__Task instructions__: All of the entries must be reproduced exactly, with no images carried over.
:::::
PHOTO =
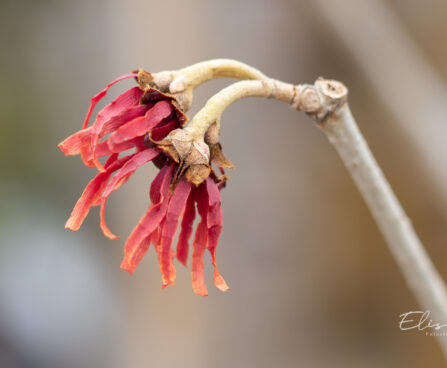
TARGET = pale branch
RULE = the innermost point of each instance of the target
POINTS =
(326, 103)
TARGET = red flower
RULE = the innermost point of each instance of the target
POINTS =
(126, 123)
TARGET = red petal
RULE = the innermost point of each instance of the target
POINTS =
(120, 178)
(214, 217)
(95, 99)
(121, 103)
(176, 207)
(92, 193)
(141, 125)
(199, 244)
(161, 131)
(72, 145)
(104, 149)
(149, 222)
(214, 223)
(186, 231)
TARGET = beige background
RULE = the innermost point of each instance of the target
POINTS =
(312, 281)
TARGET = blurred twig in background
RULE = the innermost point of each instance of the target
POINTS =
(399, 73)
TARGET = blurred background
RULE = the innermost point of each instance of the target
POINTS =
(312, 280)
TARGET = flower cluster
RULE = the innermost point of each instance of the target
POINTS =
(148, 123)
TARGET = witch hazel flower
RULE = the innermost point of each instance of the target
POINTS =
(141, 125)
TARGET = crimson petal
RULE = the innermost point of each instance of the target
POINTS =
(149, 222)
(95, 99)
(139, 126)
(177, 204)
(121, 103)
(92, 193)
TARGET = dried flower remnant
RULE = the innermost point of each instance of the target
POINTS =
(143, 121)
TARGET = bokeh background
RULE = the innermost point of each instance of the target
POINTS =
(312, 281)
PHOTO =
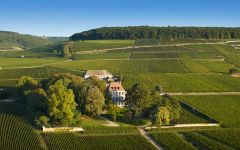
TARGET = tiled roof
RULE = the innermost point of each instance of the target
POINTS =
(97, 73)
(116, 86)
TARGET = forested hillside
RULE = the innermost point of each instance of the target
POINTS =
(146, 32)
(23, 41)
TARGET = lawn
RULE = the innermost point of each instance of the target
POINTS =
(224, 109)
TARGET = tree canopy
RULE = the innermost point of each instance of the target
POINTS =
(147, 32)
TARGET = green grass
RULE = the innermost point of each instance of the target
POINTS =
(110, 142)
(105, 55)
(172, 141)
(101, 44)
(200, 66)
(15, 131)
(179, 82)
(26, 62)
(224, 109)
(127, 66)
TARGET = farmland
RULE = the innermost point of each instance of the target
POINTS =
(220, 112)
(189, 68)
(92, 45)
(125, 67)
(185, 82)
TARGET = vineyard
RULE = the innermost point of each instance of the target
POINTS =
(172, 141)
(185, 82)
(126, 67)
(219, 112)
(15, 129)
(110, 142)
(100, 44)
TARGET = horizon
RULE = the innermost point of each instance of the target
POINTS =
(63, 18)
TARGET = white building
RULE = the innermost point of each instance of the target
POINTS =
(101, 74)
(118, 94)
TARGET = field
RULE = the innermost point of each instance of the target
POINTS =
(185, 82)
(199, 66)
(15, 129)
(215, 106)
(101, 44)
(177, 68)
(26, 62)
(125, 67)
(110, 142)
(102, 55)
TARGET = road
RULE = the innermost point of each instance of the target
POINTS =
(145, 134)
(202, 93)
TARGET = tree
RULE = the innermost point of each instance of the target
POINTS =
(233, 71)
(26, 83)
(94, 101)
(42, 121)
(36, 101)
(162, 116)
(139, 99)
(113, 109)
(62, 106)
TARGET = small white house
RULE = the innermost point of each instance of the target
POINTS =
(118, 93)
(101, 74)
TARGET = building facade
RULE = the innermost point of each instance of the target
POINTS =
(117, 93)
(101, 74)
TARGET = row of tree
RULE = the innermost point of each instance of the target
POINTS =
:::::
__Exercise result__:
PHOTO =
TARGET = pale branch
RULE = the innermost point of each instance of the target
POINTS =
(326, 103)
TARGET = red flower
RULE = the innermost point of each instance of the target
POINTS =
(126, 123)
TARGET = red petal
RULE = the innermost point of each instance of the target
POINTS =
(120, 178)
(214, 217)
(95, 99)
(121, 103)
(176, 207)
(92, 193)
(141, 125)
(199, 244)
(161, 131)
(72, 145)
(104, 149)
(149, 222)
(214, 223)
(186, 231)
TARGET = beige background
RULE = the innermost point of each instance of the target
POINTS =
(312, 281)
TARGET = blurred twig in background
RULE = the innermost point of each instance of the target
POINTS =
(399, 73)
TARGET = blurred background
RULE = the innermost point of each instance of the target
POINTS =
(312, 280)
TARGET = flower cluster
RULE = the innermost point of each instance of the target
POINTS =
(148, 123)
TARGET = witch hazel flower
RULE = the innermost point of each instance of the target
POINTS =
(141, 125)
TARGET = crimson petal
RULE = the innermost point of each instance of the target
POINTS =
(149, 222)
(95, 99)
(139, 126)
(177, 204)
(121, 103)
(92, 193)
TARGET = dried flower remnant
RULE = the innermost point of each instance of the target
POINTS =
(143, 121)
TARGET = bokeh background
RULE = the innermost point of each instance of the target
POINTS =
(312, 281)
PHOTO =
TARGET = tiled roof
RULE = the innermost point of each instance of the target
POINTS =
(97, 73)
(116, 86)
TARGET = forested hillside
RULE = the innermost point of each instance of the target
POINTS =
(146, 32)
(23, 41)
TARGET = lawn
RULE = the innermost point of each instance of the target
POINTS =
(224, 109)
TARGET = tree canopy
RULE = the innermost point of each instance of the target
POINTS =
(147, 32)
TARGET = green grass
RULE = the innermost point of each instance of the target
POINTS =
(110, 142)
(105, 55)
(172, 141)
(101, 44)
(200, 66)
(15, 131)
(179, 82)
(26, 62)
(224, 109)
(127, 66)
TARGET = farmland
RULE = the innermost point of each instance of the target
POINTS =
(220, 112)
(189, 68)
(92, 45)
(125, 67)
(185, 82)
TARGET = vineyard
RULE = the innermost point of each instance of the target
POINTS =
(172, 141)
(185, 82)
(126, 67)
(219, 112)
(15, 129)
(110, 142)
(100, 44)
TARGET = horizon
RULE = the innermost point of each instance of the target
POINTS =
(63, 18)
TARGET = white building
RULE = the innermost point of each instance of the target
POINTS =
(101, 74)
(118, 94)
TARGET = field
RULE = the innermost point of each instance of the target
POINTS =
(185, 82)
(199, 66)
(15, 129)
(215, 106)
(101, 44)
(177, 68)
(26, 62)
(125, 67)
(110, 142)
(102, 55)
TARGET = road
RULE = the innermost point of each instance of the target
POINTS =
(145, 134)
(202, 93)
TARGET = tree
RULE = the innermost point of each instance of the target
POINTS =
(233, 71)
(26, 83)
(94, 101)
(42, 121)
(36, 101)
(162, 116)
(139, 99)
(113, 109)
(62, 106)
TARGET = small white house
RULE = the innermost point of each instance of the target
POINTS =
(118, 93)
(101, 74)
TARGET = building facade
RULE = the innermost point of each instance of the target
POINTS =
(117, 93)
(101, 74)
TARGET = row of tree
RULE = the innermost point of each instance of the target
POINTS =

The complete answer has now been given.